Passage given:
|---|

From PCUSA NEWS <PCUSA.NEWS@ecunet.org>
Date Wed, 19 Nov 2003 12:13:30 -0600

Note #8017 from PCUSA NEWS to PRESBYNEWS:

Historic Colorado chapel reduced to ashes
03499
November 19, 2003

Historic Colorado chapel reduced to ashes

Arson suspected in blaze in former Presbyterian mission church

by John Filiatreau

LOUISVILLE - A tiny white frame church on a knoll along a historic Western
stagecoach line burned to the ground on Nov. 16.

Colorado officials suspect that an arsonist torched Virginia Dale Community
Church, which by tradition was always kept unlocked as a haven for travelers
along a lonely stretch of U.S. 287 between Fort Collins, CO, and Cheyenne,
WY.

The church was founded as a Presbyterian institution around 1880, possibly by
Sheldon Jackson, the indefatigable missionary who established more than 100
Presbyterian congregations in states stretching from Wisconsin to Nevada
before moving on to Alaska.

The old church was part of a designated historical site, the Virginia Dale
Stage Stop on the Overland Trail.

Virginia Dale was a vital, bustling way station from 1862 until 1867, when
the Union Pacific Railroad was completed to Cheyenne. The notorious gunman
Jack Slade, an agent for the stagecoach line, built the old hewn-log station
- which you can see today, about a mile east of the highway. Slade gave the
nascent settlement his wife's maiden name. The station is described in Mark
Twain's novel, Roughing It.

|---|

Objective 1:
According to the article, why was the Virginia Dale church always left unlocked? Answer in one to three sentences.
The article and the rows are unrelated to each other.

|---|

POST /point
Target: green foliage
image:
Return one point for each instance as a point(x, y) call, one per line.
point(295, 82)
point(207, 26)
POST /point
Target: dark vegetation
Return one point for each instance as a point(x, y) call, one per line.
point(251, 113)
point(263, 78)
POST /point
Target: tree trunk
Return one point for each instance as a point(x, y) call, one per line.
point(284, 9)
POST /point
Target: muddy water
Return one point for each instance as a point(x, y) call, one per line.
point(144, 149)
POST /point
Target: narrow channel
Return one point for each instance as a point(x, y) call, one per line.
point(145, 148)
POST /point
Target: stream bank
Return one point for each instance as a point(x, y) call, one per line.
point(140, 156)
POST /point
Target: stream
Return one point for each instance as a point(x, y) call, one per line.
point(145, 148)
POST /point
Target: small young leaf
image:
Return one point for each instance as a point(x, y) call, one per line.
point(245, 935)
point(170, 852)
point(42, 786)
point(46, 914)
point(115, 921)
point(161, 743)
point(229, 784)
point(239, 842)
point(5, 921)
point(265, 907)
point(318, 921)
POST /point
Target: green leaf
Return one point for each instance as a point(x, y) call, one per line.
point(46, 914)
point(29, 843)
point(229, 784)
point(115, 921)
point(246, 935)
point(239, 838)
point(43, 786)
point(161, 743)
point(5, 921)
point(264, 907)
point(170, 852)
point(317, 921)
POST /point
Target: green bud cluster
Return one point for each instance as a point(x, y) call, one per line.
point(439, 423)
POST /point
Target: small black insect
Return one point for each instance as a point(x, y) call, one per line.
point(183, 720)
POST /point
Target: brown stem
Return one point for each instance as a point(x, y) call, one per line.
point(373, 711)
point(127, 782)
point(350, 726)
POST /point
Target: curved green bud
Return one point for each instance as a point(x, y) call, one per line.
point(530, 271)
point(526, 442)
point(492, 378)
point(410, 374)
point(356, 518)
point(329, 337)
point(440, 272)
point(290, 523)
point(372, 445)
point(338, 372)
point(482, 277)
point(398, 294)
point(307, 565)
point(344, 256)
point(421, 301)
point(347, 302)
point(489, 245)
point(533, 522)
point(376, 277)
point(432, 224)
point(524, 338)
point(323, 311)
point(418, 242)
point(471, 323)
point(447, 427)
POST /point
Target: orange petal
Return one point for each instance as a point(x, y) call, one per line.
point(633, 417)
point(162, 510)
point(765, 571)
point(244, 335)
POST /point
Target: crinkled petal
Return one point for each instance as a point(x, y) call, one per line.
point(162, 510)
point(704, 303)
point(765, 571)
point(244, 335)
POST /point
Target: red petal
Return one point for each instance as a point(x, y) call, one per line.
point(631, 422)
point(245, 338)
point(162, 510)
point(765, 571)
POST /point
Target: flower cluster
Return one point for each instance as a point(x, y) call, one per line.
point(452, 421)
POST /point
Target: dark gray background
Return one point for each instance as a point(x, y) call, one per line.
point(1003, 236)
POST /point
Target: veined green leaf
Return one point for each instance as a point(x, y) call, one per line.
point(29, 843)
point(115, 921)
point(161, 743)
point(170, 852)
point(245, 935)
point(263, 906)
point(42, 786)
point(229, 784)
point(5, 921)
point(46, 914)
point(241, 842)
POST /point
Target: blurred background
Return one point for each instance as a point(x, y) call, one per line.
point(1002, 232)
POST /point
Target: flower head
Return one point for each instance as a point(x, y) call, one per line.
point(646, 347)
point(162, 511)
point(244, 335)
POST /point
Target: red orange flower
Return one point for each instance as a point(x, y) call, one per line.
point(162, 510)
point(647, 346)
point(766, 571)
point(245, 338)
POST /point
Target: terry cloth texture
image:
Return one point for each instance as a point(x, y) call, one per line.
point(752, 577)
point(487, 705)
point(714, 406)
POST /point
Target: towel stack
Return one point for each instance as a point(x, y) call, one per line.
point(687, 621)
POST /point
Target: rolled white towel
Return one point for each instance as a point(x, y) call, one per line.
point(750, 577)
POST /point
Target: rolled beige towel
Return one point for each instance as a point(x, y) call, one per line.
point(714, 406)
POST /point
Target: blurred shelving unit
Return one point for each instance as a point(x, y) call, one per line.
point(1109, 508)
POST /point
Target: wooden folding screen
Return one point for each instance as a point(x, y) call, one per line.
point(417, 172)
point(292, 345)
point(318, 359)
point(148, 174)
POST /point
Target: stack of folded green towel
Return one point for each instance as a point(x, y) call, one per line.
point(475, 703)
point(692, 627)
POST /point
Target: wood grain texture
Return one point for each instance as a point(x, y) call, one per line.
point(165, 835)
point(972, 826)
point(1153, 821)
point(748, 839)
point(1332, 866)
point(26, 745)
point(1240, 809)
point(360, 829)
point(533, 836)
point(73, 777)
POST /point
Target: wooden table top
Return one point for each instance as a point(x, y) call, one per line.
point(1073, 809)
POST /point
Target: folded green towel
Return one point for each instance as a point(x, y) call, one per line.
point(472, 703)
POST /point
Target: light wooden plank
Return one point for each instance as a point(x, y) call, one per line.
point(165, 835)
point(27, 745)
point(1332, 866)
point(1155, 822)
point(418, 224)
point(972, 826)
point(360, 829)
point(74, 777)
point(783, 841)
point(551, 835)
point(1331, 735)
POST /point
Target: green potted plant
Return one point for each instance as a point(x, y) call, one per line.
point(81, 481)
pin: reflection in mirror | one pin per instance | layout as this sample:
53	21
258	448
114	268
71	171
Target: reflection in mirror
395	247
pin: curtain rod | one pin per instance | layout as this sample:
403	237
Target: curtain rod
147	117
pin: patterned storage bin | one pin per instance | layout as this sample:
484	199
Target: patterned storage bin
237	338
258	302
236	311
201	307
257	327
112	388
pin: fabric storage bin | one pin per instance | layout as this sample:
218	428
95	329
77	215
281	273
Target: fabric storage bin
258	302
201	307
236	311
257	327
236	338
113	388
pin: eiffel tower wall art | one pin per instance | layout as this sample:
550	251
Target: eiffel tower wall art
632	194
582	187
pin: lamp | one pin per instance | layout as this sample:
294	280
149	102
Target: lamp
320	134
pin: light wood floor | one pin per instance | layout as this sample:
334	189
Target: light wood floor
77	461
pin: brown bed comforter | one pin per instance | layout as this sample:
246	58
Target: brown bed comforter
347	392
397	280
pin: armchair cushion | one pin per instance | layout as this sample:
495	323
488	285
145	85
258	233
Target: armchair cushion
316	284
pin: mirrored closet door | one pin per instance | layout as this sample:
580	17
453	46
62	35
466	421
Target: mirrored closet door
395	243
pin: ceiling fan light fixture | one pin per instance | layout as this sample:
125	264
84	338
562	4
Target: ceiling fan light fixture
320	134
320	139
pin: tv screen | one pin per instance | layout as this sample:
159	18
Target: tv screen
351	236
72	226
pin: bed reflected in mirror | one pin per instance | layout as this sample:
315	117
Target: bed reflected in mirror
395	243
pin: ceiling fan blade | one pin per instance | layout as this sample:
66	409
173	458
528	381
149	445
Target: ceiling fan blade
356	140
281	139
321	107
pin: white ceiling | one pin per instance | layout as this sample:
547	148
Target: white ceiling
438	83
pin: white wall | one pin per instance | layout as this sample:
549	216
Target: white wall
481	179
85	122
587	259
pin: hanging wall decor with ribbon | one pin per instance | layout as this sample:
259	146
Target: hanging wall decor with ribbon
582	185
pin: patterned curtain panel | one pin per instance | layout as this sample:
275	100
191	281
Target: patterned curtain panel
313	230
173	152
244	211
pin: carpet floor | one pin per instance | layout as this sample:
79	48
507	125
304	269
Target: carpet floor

|---|

Objective 2:
Echo the rows from the line containing "pin: carpet floor" down to the last line of the rows, including both ends.

Expected output 1:
By tradition, the church was kept unlocked as a haven for travelers along a lonely stretch of U.S. 287 between Fort Collins, CO, and Cheyenne, WY.

Expected output 2:
pin: carpet floor | one pin per instance | layout as this sample:
79	48
507	125
304	269
Target: carpet floor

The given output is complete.